→ **Problem A**:
In the note to readers, what does the writer say is the main goal of the first couple of chapters?
→ **Problem B**:
Please output the stretch of the note to readers from "4. The first" through "make it better?", copied word for word.

Thanks a lot for reading the first chapters :)

1. I love humor. I feel humor is part of life just as much as sadness, fear, remorse, everything else - and it's just as important, being it on a movie, a book or face-to-face. I'm well aware that I started my story with a thick coat of "lightness" and some funny moments... And although I love humor, I fear that readers may have considered this as a cue to believe all the rest of the book would be filled the same way - I don't want it to happen, I want people to laugh, but always 'smelling a rat'. Did you have this impression? Do you think I should try to make the "serious bits" clearer?

2. My characters were born as caricatures, but they grew a lot both on "paper" and on me, all of them. I tried to give them both things to be proud and to be ashamed of... But I'm no pro and I know them good enough to see things readers may not. How do you feel about them, are they Human, 'real' enough? Do you have a favorite(s)? And if yes - who?

3. In my opinion, every single scene and detail in a book must have an use, a reason to exist, even if the reader doesn't remember it at first... With this in mind, I always try to spread "hints" throughout the chapters and some little bits of information. For many reasons, yes - one of them is to try to increase the chance of hooking the reader, to make him\her curious enough to keep reading. In your opinion, is that working? Did you feel curious about something specific or just confused/frustrated? Can you remember an example? (if not it's ok ^^ I'd just like to know if there's something 'remarkable', if that's a good word :P)

4. The first couple chapters have as main goal to show some of Sharona's sides. My main objective is to make the reader's perception about her to change slowly, making them like her even if just a little bit - but hopefully being able to relate to her in some way, even she being a bit wacky sometimes. Did you? Would you tell me what you think about her as the narrator?

5) Please provide any editorial feedback you might have, i.e. How can I make it better?

Rows from a box-labeling dataset

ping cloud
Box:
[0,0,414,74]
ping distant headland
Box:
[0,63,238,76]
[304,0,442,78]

→ **Worked solution A**:
To show some of Sharona's sides.

→ **Worked solution B**:
4. The first couple chapters have as main goal to show some of Sharona's sides. My main objective is to make the reader's perception about her to change slowly, making them like her even if just a little bit - but hopefully being able to relate to her in some way, even she being a bit wacky sometimes. Did you? Would you tell me what you think about her as the narrator?

5) Please provide any editorial feedback you might have, i.e. How can I make it better?